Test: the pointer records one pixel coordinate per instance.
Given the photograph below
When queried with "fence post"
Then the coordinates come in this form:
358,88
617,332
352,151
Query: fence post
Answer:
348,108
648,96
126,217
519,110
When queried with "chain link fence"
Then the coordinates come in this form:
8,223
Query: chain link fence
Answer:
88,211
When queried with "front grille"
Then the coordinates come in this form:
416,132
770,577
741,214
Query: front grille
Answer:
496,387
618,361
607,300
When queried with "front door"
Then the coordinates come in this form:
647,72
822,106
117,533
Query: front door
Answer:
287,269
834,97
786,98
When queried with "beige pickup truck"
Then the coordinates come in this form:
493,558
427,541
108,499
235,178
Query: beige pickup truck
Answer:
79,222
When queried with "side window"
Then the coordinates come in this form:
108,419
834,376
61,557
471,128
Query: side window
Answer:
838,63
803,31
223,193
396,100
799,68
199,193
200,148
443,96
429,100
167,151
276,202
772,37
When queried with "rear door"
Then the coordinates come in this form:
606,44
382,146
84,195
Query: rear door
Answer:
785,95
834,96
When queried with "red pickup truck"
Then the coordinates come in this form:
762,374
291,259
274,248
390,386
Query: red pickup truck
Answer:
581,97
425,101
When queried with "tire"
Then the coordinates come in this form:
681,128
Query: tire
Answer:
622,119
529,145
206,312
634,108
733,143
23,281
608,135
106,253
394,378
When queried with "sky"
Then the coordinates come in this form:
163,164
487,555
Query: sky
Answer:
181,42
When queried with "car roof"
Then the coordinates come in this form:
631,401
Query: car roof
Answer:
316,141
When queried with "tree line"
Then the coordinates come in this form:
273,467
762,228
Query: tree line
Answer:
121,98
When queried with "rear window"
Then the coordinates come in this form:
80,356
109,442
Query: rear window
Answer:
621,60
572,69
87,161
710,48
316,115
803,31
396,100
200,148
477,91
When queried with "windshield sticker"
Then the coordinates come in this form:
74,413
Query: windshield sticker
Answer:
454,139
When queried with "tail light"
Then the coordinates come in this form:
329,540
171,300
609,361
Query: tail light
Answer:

※

Word for word, repeat the records above.

Test: the pointer records one pixel coordinate per instance.
Given the photograph below
When queried with "fence post"
Then the coordinates come in this form:
358,88
617,332
352,151
Query: fence post
Answer:
348,108
648,96
126,217
519,110
When queried with "chain link fence"
Then the coordinates come in this form:
8,223
Query: chain link fence
Answer:
88,211
When queried with "front grille"
Then the coordinates come in this form:
416,132
770,577
741,214
Query: front grille
Answer:
496,387
618,361
607,300
When queried with "front door"
Then the coordinates come in this form:
647,72
822,106
117,533
Query: front door
Answer:
287,269
834,97
786,98
When queried with "beige pickup truck"
Then the coordinates come in this form:
493,558
427,541
108,499
235,178
Query: beige pickup truck
Answer:
79,222
When queried with "side window"
Then the coordinates come in this form:
108,419
834,376
61,557
471,128
Query: side window
Answer:
838,63
803,31
223,193
396,100
799,68
199,193
200,148
443,96
429,100
167,151
276,202
772,37
When queried with "rear door"
Then the coordinates come in this form:
606,44
382,146
84,195
Query: rear door
Answer:
785,95
834,96
When queried with "red pickup truck"
Then the coordinates come in this form:
762,374
291,259
274,248
390,386
Query: red pickup truck
Answer:
581,97
425,101
When queried with "tire"
Then the coordinates come in this form:
681,128
Query: tire
Answer:
622,119
529,145
206,312
634,108
733,143
23,281
608,135
106,253
394,378
When queried with "sky"
Then the coordinates come in this form:
163,164
487,555
Query: sky
Answer:
181,42
When queried with "car roof"
Then the coordinates come in this form:
631,401
Query: car roof
Answer:
316,141
When queried with "tree line"
Then the coordinates come in this form:
273,467
762,228
Query: tree line
Answer:
121,98
When queried with "rear window"
Then the coordinates come in this form:
80,356
109,442
Query: rear window
Answer:
621,60
572,69
87,161
710,48
316,115
803,31
396,100
200,148
477,91
When queried with "windshield sticker"
Then the coordinates come in this form:
74,413
Query: windshield sticker
Answer:
454,139
When queried with "tail light"
Then the coordinates come in this form:
329,540
171,300
609,361
Query: tail light
Answer:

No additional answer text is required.